→ GIVEN PASSAGE
While it is possible for JPUSA to dispute whether much of what these younger ex-members describe in their interviews actually constitutes abuse, one category of allegation is made that, if true, is beyond any debate. Jaime testifies to having been sexually molested while a child at JPUSA. When he brought this to the attention of the leadership at that time, he tells us that his story was discounted, and he suffered consequences. Some of those consequences were imposed for “acting out” behaviors that Jaime exhibited, which are often seen among children who have been sexually abused. His parents corroborate his account.
He is now wrapping up work on a film documentary titled No Place to Call Home—Growing Up in a Religious Commune.4 It turns out that Jaime is not the only person who claims to have been molested there, nor the only one who claims that his testimony was not believed. In fact, as Jaime came to the point where he thought his interviews were complete, more ex-members came forward with stories similar to his. If this string of allegations is true, it paints a picture not only of the sexual abuse of children extending back many years, but also a pattern of failure on the part of JPUSA’s leadership to alert the proper authorities.
For us, this is a difficult story to tell. One reason is that it’s not our story. We are not bringing these charges against JPUSA; we are simply reporting them. They have already been public to a certain extent, but now they will be more so. Another reason for our difficulty is the relationship we have had with JPUSA, or at least some of its key members, over many years—a relationship that has been tested over the past several years.
JPUSA and Me
Here at Midwest Christian Outreach, Inc. (MCOI), our experience with JPUSA goes more than 30 years. Back in the early 1980s I worked on an annual project with JPUSA in which I, a friend of mine, and as many volunteers as we could find, would distribute evangelistic literature at the Watchtower Convention for Jehovah’s Witnesses that was held nearby. My friend knew Eric Pement, who rounded up the JPUSA volunteers and had them meet us at our location. He introduced me to Eric, who in turn showed me around the building in which JPUSA’s residents lived at that time.
I had already known of both JPUSA and Eric through JPUSA’s Cornerstone magazine, to which Eric was a regular contributor. On any given day I might be walking in Chicago or one of its nearby suburbs (particularly Oak Park, where I attended Emmaus Bible College), and a hippified member of JPUSA (long hair, bell-bottom jeans, peasant shirt, the whole nine yards) would offer me a free copy of the magazine, which I eagerly received and enthusiastically read. By the late ’70s the whole hippy shtick was already getting worn around the edges, but the magazine’s appearance was so professional, its artwork and layout so fabulous, and its articles so relevant and readable, that Cornerstone had already found its niche as a kind of Rolling Stone for Christians, complete with reviews of Contemporary Christian Music records.

→ STUDY QUESTIONS
1. Answer these questions from the passage about JPUSA:
(a) What is the title of the film documentary Jaime is finishing?
(b) Which college did the writer attend in Oak Park?
(c) Who rounded up the JPUSA volunteers for the literature project?
2. Repeat part of the passage about JPUSA word for word. Begin at the words that have "He is now wrapping", and stop after "the proper authorities.".

→ STORED DATA
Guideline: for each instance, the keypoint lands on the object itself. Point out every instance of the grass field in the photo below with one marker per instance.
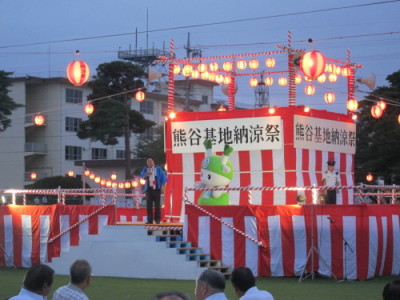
(143, 289)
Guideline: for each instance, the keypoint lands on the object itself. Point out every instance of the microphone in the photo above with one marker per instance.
(330, 219)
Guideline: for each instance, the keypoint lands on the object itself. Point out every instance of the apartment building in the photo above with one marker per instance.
(53, 148)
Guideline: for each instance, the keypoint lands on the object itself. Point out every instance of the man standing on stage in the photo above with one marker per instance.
(155, 182)
(331, 178)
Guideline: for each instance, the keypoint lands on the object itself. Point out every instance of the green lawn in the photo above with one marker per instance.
(108, 288)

→ TASK-BY-TASK ANSWERS
1.
(a) No Place to Call Home—Growing Up in a Religious Commune
(b) Emmaus Bible College
(c) Eric Pement

2.
He is now wrapping up work on a film documentary titled No Place to Call Home—Growing Up in a Religious Commune.4 It turns out that Jaime is not the only person who claims to have been molested there, nor the only one who claims that his testimony was not believed. In fact, as Jaime came to the point where he thought his interviews were complete, more ex-members came forward with stories similar to his. If this string of allegations is true, it paints a picture not only of the sexual abuse of children extending back many years, but also a pattern of failure on the part of JPUSA’s leadership to alert the proper authorities.